Update the data below by changing every "csv_plain" to "csv_raw" and leave the rest as it is.

* * * * * * *

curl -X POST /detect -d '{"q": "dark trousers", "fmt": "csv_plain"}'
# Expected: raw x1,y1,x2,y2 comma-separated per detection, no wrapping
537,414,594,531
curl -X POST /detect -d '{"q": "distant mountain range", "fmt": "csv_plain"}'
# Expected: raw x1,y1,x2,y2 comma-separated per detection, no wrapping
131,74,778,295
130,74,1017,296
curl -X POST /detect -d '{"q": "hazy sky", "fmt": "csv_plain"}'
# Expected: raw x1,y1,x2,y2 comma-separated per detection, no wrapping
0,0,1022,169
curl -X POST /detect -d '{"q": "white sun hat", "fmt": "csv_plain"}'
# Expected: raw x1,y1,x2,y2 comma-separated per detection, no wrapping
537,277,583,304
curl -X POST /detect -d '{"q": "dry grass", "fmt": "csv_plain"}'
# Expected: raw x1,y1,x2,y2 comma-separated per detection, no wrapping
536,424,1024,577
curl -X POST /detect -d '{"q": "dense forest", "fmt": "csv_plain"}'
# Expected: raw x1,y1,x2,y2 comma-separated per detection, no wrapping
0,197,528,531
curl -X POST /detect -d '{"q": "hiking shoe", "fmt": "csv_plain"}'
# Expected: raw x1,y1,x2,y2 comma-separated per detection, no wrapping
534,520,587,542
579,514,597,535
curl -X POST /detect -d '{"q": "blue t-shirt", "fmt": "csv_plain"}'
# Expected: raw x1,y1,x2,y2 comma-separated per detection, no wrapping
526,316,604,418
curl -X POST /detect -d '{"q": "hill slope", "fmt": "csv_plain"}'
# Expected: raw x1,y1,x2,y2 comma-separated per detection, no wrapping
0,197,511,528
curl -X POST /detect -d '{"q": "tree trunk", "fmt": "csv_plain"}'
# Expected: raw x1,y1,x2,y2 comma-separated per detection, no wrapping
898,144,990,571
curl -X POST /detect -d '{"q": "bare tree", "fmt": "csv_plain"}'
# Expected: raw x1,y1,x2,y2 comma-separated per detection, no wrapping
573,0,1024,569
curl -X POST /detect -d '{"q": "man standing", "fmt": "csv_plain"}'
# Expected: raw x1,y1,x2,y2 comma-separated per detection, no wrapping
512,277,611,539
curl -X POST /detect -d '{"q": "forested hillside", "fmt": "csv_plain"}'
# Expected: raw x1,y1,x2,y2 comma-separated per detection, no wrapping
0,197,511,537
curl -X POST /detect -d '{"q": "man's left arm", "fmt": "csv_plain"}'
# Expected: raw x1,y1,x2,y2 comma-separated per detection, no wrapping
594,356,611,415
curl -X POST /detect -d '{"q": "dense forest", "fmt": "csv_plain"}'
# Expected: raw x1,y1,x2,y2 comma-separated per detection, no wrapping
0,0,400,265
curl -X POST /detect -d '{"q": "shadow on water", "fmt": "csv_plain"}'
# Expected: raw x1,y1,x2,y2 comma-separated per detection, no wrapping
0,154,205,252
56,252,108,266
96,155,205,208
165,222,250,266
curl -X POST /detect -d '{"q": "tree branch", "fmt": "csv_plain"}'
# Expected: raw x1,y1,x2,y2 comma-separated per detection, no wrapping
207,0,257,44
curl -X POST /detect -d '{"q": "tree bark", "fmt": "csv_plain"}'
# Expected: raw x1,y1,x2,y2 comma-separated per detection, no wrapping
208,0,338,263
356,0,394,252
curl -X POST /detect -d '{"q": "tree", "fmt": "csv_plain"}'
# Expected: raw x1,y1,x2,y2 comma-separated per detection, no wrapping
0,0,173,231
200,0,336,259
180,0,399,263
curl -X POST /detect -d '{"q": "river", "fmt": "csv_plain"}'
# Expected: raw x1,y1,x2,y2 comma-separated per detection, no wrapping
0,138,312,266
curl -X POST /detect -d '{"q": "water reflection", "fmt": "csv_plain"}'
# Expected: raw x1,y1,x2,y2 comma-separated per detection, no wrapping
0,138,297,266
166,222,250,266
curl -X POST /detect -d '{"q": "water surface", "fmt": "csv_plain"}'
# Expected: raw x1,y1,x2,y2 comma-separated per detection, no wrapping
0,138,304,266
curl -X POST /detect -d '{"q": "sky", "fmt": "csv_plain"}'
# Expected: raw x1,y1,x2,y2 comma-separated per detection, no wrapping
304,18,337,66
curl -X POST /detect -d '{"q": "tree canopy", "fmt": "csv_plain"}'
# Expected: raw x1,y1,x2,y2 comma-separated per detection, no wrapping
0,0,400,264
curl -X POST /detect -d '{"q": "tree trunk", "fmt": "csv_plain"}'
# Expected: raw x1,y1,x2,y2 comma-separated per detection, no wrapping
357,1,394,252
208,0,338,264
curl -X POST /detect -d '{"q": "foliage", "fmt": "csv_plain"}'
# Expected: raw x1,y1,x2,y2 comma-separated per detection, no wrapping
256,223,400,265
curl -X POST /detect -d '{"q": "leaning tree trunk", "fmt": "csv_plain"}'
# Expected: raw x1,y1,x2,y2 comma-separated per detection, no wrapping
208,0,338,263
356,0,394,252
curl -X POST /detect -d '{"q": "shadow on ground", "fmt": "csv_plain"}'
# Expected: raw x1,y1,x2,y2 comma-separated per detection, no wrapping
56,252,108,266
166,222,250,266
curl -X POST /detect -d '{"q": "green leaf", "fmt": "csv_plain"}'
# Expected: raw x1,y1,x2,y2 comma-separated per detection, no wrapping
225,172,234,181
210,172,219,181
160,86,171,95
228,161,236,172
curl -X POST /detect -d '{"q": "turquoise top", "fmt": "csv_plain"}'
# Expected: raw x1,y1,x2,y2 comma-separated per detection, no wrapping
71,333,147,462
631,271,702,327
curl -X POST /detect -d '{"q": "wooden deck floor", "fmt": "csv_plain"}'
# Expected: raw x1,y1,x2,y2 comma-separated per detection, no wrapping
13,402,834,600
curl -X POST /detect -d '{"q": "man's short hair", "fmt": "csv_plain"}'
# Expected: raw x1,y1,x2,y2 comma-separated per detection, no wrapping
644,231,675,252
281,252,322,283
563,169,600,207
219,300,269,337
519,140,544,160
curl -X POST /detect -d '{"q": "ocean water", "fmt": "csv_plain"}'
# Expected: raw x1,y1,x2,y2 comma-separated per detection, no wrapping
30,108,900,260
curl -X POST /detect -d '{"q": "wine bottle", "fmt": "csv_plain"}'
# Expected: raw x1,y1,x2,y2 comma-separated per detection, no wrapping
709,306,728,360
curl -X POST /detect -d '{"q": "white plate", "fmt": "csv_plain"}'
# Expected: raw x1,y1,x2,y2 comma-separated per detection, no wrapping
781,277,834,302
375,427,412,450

* * * * * * *

**Worked solution:**
curl -X POST /detect -d '{"q": "dark trousers", "fmt": "csv_raw"}'
# Expected: raw x1,y1,x2,y2 comma-separated per detection, no wrapping
537,414,594,531
curl -X POST /detect -d '{"q": "distant mountain range", "fmt": "csv_raw"}'
# Expected: raw x1,y1,x2,y2 comma-separated per detection, no wrapping
131,74,778,295
130,74,1017,296
curl -X POST /detect -d '{"q": "hazy sky", "fmt": "csv_raw"}'
# Expected: raw x1,y1,x2,y2 comma-separated per detection, no wrapping
0,0,1022,169
curl -X POST /detect -d '{"q": "white sun hat", "fmt": "csv_raw"}'
# Expected: raw x1,y1,x2,y2 comma-separated per detection, no wrapping
537,277,583,304
curl -X POST /detect -d '{"q": "dry grass", "fmt": "csv_raw"}'
# Expected: raw x1,y1,x2,y2 comma-separated per detection, no wrapping
536,424,1024,577
curl -X POST /detect -d '{"q": "dense forest", "fmt": "csv_raw"}'
# Expected: raw x1,y1,x2,y2 comma-separated per detection, no wrapping
0,197,528,531
curl -X POST /detect -d '{"q": "hiking shoe", "fmt": "csv_raw"}'
# Expected: raw x1,y1,x2,y2 comma-separated per detection, no wrapping
534,520,587,542
579,514,597,535
curl -X POST /detect -d '{"q": "blue t-shirt", "fmt": "csv_raw"}'
# Expected: raw x1,y1,x2,y2 comma-separated per detection, no wrapping
526,316,604,418
curl -X POST /detect -d '{"q": "hill slope", "fmt": "csv_raw"}'
# Expected: raw x1,y1,x2,y2 comma-separated per detection, no wrapping
0,197,511,528
curl -X POST /detect -d '{"q": "tree trunk", "fmt": "csv_raw"}'
# Expected: raw x1,y1,x2,y2 comma-separated per detection, no wrapping
898,144,990,571
curl -X POST /detect -d '{"q": "bare tree", "fmt": "csv_raw"}'
# Expected: raw x1,y1,x2,y2 comma-separated per detection, no wrapping
573,0,1024,569
curl -X POST /detect -d '{"q": "man standing", "fmt": "csv_raw"}'
# Expected: raw x1,y1,x2,y2 comma-separated per detection, no wrapping
512,277,611,539
curl -X POST /detect -d '{"q": "forested hillside", "fmt": "csv_raw"}'
# Expected: raw x1,y1,x2,y2 comma-separated per detection, no wrapping
0,197,511,537
curl -X POST /detect -d '{"q": "man's left arm", "fmt": "csv_raw"}'
# Expected: raw x1,y1,x2,y2 comma-separated per detection, no wrapping
594,356,611,415
curl -X POST /detect -d '{"q": "dense forest", "fmt": "csv_raw"}'
# Expected: raw x1,y1,x2,y2 comma-separated per detection, no wrapping
0,0,400,265
curl -X POST /detect -d '{"q": "shadow on water", "fmt": "csv_raw"}'
# Expected: raw x1,y1,x2,y2 comma-separated per detection, no wrapping
0,154,205,252
56,252,108,266
96,155,205,208
165,222,250,266
curl -X POST /detect -d '{"q": "tree branch", "fmt": "csv_raw"}'
# Expected: raw x1,y1,x2,y2 comma-separated per detection, no wrapping
207,0,257,44
curl -X POST /detect -d '{"q": "tree bark", "fmt": "csv_raw"}'
# Expected: raw x1,y1,x2,y2 comma-separated per detection, no wrapping
208,0,338,263
356,0,394,252
curl -X POST /detect -d '{"q": "tree", "fmt": "csv_raw"}'
# Expected: raw x1,y1,x2,y2 comma-separated per detection, no wrapping
0,0,173,231
200,0,336,259
180,0,399,263
curl -X POST /detect -d '{"q": "river", "fmt": "csv_raw"}'
# Expected: raw x1,y1,x2,y2 comma-separated per detection, no wrapping
0,138,312,266
curl -X POST /detect -d '{"q": "water reflection", "fmt": "csv_raw"}'
# Expected: raw x1,y1,x2,y2 comma-separated per detection, no wrapping
0,138,297,266
166,222,250,266
curl -X POST /detect -d '{"q": "water surface", "fmt": "csv_raw"}'
# Expected: raw x1,y1,x2,y2 comma-separated per detection, no wrapping
0,138,304,266
curl -X POST /detect -d '{"q": "sky", "fmt": "csv_raw"}'
# Expected: raw x1,y1,x2,y2 comma-separated per detection, no wrapping
304,18,337,66
curl -X POST /detect -d '{"q": "tree canopy", "fmt": "csv_raw"}'
# Expected: raw x1,y1,x2,y2 comma-separated per detection, no wrapping
0,0,400,264
curl -X POST /detect -d '{"q": "tree trunk", "fmt": "csv_raw"}'
# Expected: raw x1,y1,x2,y2 comma-separated per detection, no wrapping
357,1,394,252
208,0,338,264
curl -X POST /detect -d '{"q": "foliage", "fmt": "csv_raw"}'
# Expected: raw x1,y1,x2,y2 comma-separated per detection, no wrapping
256,223,400,265
curl -X POST /detect -d '{"q": "leaning tree trunk", "fmt": "csv_raw"}'
# Expected: raw x1,y1,x2,y2 comma-separated per detection, no wrapping
208,0,338,263
356,0,394,252
curl -X POST /detect -d '{"q": "shadow on ground", "fmt": "csv_raw"}'
# Expected: raw x1,y1,x2,y2 comma-separated per detection, no wrapping
56,252,108,266
166,222,250,266
curl -X POST /detect -d '{"q": "green leaf", "fmt": "csv_raw"}'
# Expected: raw x1,y1,x2,y2 comma-separated per detection, no wrapping
225,172,234,181
210,172,219,181
160,86,171,95
228,161,236,172
curl -X POST /detect -d '{"q": "turquoise top", "fmt": "csv_raw"}'
# Expected: raw x1,y1,x2,y2 comma-separated per detection, no wrapping
71,333,147,462
631,271,702,327
curl -X POST /detect -d '{"q": "wooden deck floor", "fmt": "csv_raw"}'
# Expected: raw x1,y1,x2,y2 comma-separated per detection, no wrapping
13,402,834,600
curl -X POST /detect -d '{"q": "man's short hair", "fmt": "csv_raw"}'
# Expected: raw x1,y1,x2,y2 comma-separated per detection, no wrapping
644,231,675,252
281,252,322,283
563,169,600,207
219,300,269,337
519,140,544,160
curl -X POST /detect -d '{"q": "ocean water", "fmt": "csv_raw"}'
# Expected: raw x1,y1,x2,y2 comma-separated per detection, no wrapping
30,108,900,260
curl -X POST /detect -d '{"q": "wine bottle", "fmt": "csv_raw"}'
# Expected: raw x1,y1,x2,y2 comma-separated per detection, no wrapping
709,306,728,360
curl -X POST /detect -d '{"q": "white plate", "fmt": "csv_raw"}'
# Expected: raw x1,y1,x2,y2 comma-separated per detection, no wrapping
781,277,834,302
375,427,412,450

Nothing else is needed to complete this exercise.